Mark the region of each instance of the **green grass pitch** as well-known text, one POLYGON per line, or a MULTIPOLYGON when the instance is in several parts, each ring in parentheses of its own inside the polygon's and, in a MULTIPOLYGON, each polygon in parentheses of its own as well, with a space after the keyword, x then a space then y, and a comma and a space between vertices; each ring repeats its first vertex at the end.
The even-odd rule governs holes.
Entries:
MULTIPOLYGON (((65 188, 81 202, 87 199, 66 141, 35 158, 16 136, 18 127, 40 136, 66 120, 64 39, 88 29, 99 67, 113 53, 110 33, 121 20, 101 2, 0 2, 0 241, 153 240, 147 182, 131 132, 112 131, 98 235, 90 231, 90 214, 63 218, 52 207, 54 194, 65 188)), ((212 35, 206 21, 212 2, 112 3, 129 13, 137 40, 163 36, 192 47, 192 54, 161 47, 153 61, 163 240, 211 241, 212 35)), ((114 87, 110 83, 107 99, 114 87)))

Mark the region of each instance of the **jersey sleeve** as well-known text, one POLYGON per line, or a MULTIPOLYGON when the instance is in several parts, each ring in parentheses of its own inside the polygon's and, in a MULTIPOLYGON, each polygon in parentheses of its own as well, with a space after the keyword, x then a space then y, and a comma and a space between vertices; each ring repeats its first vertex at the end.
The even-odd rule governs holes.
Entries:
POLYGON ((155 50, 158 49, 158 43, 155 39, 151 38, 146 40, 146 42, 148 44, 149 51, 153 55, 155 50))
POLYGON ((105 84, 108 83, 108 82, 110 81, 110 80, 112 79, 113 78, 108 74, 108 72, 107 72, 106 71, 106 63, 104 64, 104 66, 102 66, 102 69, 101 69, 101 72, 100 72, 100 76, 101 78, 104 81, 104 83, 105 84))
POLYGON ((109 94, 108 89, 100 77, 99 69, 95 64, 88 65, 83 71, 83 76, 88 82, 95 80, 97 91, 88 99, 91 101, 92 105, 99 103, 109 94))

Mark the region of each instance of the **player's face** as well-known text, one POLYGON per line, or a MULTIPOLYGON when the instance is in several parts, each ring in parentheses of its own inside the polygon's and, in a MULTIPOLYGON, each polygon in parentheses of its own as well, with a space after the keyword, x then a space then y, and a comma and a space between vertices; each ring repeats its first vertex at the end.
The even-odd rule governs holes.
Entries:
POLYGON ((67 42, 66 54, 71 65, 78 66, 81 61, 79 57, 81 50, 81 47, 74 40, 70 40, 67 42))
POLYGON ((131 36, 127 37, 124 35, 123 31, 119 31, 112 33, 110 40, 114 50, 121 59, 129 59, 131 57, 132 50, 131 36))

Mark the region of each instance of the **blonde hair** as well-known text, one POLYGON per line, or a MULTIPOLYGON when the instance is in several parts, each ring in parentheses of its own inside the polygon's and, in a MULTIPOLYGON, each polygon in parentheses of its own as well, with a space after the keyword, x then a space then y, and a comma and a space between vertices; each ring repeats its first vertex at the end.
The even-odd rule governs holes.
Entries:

+ + +

= Task description =
Turn every line of the records above into one numbered list, and omit the blank lines.

= Response for this exercise =
1. Mark the region of each instance of the **green grass pitch** as well-known text, one POLYGON per line, or a MULTIPOLYGON when the instance is in several parts, each ring in parentheses of its own inside the polygon's and, in a MULTIPOLYGON, each polygon in parentheses of its own as well, with a space after the keyword, x then a space then y, and a comma and a space between vertices; each ring repeats its first vertex at the end.
2. The even-odd rule governs holes.
3. Entries:
4. MULTIPOLYGON (((65 188, 81 202, 87 199, 66 141, 35 158, 16 136, 18 127, 40 136, 66 120, 64 39, 88 29, 99 67, 113 53, 110 33, 121 20, 101 2, 0 2, 0 241, 153 240, 147 182, 131 132, 112 131, 98 235, 90 231, 90 214, 63 218, 52 207, 54 194, 65 188)), ((212 35, 206 21, 212 2, 112 3, 129 13, 137 40, 163 36, 192 47, 192 54, 161 47, 153 61, 163 240, 211 241, 212 35)), ((114 87, 110 83, 107 99, 114 87)))
5. Mark the region of each instance of the **jersey sleeve** as well-known text, one POLYGON per line, or a MULTIPOLYGON when the instance is in several parts, each ring in parentheses of its own inside the polygon's and, in a MULTIPOLYGON, each polygon in parentheses of its own as well, with a space after the keyword, x then a space then y, and a comma and a space between vertices; each ring repeats its first vertex at the end.
6. The even-odd rule governs holes.
7. Entries:
8. POLYGON ((155 50, 158 49, 158 43, 155 39, 151 38, 146 40, 146 42, 148 44, 149 51, 153 55, 155 50))
9. POLYGON ((105 84, 108 83, 108 82, 110 81, 110 80, 112 79, 113 78, 108 74, 108 72, 107 72, 106 71, 106 63, 104 64, 104 66, 102 66, 102 69, 101 69, 101 72, 100 72, 100 76, 101 78, 104 81, 104 83, 105 84))
10. POLYGON ((109 94, 108 89, 100 77, 99 69, 95 64, 88 65, 83 71, 83 76, 88 82, 95 80, 97 91, 88 99, 91 101, 92 105, 99 103, 109 94))
11. Mark the region of each instance of the **player's face** as well-known text, one POLYGON per line, or a MULTIPOLYGON when the instance is in several parts, each ring in parentheses of its own inside the polygon's and, in a MULTIPOLYGON, each polygon in parentheses of its own as well, with a space after the keyword, x then a space then y, and a comma and a space between vertices; each ring repeats its first vertex at the end.
12. The even-odd rule governs holes.
13. Entries:
14. POLYGON ((67 42, 66 54, 71 65, 78 66, 81 61, 79 57, 81 50, 81 47, 74 40, 70 40, 67 42))
15. POLYGON ((131 36, 127 37, 124 35, 123 31, 119 31, 112 33, 110 40, 114 50, 121 59, 129 59, 131 57, 132 50, 131 36))
16. Mark the region of each instance of the **blonde hair** as well-known text, one POLYGON per line, or a MULTIPOLYGON when the instance is in several parts, each ring in parentheses of its own inside the polygon's and, in a MULTIPOLYGON, each polygon in parentheses of its own as well, with a space after the keyword, x then a space then y, and a comma and a space between vertices; each ring repeats its first vertex at the end.
17. The even-odd rule governs holes.
18. Entries:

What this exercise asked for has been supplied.